+++ TEKS KUTIPAN +++

Penjara Penuh Butuh Solusi Ampuh
Meningkatnya
kriminalitas di negeri yang terkenal ramah penduduknya perlu menjadi sorotan. Fakta
mengejutkan tingginya angka kriminalitas membuat jumlah para napi di lapas Baubau
over kapasitas. Kepala Lembaga
Pemasyarakatan Kelas II A Baubau, Herman Mulawarman, mengatakan saat ini Lapas Baubau telah menampung 554
orang napi, yang seyogianya diperuntukan hanya 196 orang dengan 32 ruangan. Ratusan
napi itu berasal dari sejumlah daerah. Mulai dari Baubau, Buton, Bombana,
Buteng dan Busel. (butonpos.fajar.co.id/2022/09/12)
Sempitnya
lapas membuat para napi mengeluh, sehingga Ka Lapas Baubau berharap agar
pemerintah setempat dapat menyediakan bangunan baru dengan ruangan yang cukup
luas dan kamarnya banyak. (publiksatu.co/2022/09/12)
Ketidaktercukupan
ruang penjara menjadi bukti bahwa angka kejahatan meningkat tajam. Rasa-rasanya
setiap hari kabar Indonesia tidak pernah absen dari kasus kejahatan. Pelecehan,
pencurian, kekerasan, hingga pembunuhan terus bermunculan. Kesulitan hidup membuat
emosi mudah tersulut, pikiran tak lagi jernih, apapun bisa dilakukan untuk mewujudkan
keinginan atau sekedar memenuhi kebutuhan.
Selain
kesulitan hidup, meningkatnya kriminalitas menjadi bukti Indonesia gagal
menciptakan lingkungan yang aman bagi warganya. negarapun telah gagal mencegah
dan menindak kriminalitas secara efektif. Bagaimana tidak, hukum yang
diberlakukan tidak memberikan efek jera bagi pelaku kejahatan. Penjara bukan
lagi menjadi tempat yang ditakuti tapi beralih fungsi menjadi sarang kejahatan
baru.
Maka
seharusnya jika penjara penuh, bukan ruangan atau fasilitas yang ditambah
tetapi pemerintah harus bertindak menemukan cara meminimalisir angka
kriminalitas.
Banyaknya
pelaku kejahatan bermula dari kehidupan masyarakat yang jauh dari aturan agama.

+++ DAFTAR ENTRI +++

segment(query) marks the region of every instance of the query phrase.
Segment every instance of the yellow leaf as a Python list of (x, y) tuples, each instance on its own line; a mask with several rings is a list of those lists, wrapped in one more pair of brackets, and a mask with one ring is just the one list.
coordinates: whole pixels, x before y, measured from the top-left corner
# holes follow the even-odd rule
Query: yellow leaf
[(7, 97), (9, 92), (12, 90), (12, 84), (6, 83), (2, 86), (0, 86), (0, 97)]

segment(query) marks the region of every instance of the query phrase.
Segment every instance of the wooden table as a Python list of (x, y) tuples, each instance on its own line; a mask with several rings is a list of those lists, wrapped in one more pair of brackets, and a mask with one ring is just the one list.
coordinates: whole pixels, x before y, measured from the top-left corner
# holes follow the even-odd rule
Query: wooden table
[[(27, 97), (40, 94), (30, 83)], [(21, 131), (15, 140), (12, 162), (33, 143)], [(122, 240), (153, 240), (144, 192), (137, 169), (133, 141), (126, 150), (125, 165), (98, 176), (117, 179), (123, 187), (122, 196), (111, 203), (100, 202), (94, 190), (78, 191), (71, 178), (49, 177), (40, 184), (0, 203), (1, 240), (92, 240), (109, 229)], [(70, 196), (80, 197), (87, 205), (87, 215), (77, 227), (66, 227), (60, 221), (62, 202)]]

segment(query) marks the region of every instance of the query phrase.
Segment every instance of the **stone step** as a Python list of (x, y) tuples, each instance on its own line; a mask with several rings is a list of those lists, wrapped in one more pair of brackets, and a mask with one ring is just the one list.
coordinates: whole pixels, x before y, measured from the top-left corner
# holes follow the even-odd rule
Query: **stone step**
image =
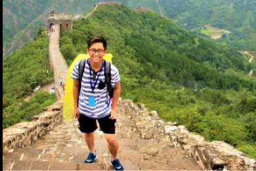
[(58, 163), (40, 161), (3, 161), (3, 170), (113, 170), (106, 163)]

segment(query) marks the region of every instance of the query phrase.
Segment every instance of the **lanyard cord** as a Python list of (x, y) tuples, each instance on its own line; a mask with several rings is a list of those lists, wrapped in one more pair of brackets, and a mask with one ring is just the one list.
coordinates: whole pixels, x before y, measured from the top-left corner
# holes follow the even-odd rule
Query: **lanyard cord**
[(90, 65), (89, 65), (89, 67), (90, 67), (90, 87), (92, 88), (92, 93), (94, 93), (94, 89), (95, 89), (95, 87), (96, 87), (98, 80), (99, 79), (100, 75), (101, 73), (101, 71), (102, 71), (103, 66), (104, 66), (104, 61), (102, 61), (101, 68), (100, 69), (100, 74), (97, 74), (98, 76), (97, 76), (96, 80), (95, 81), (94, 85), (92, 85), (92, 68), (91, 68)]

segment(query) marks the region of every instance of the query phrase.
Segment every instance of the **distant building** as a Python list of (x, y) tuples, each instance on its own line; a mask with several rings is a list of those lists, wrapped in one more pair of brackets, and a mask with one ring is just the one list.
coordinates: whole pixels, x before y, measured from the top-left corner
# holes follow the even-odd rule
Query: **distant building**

+++

Menurut teks kutipan, berapa orang napi yang saat ini ditampung Lapas Baubau? Tolong jawab dalam satu kalimat.

Lapas Baubau saat ini menampung 554 orang napi.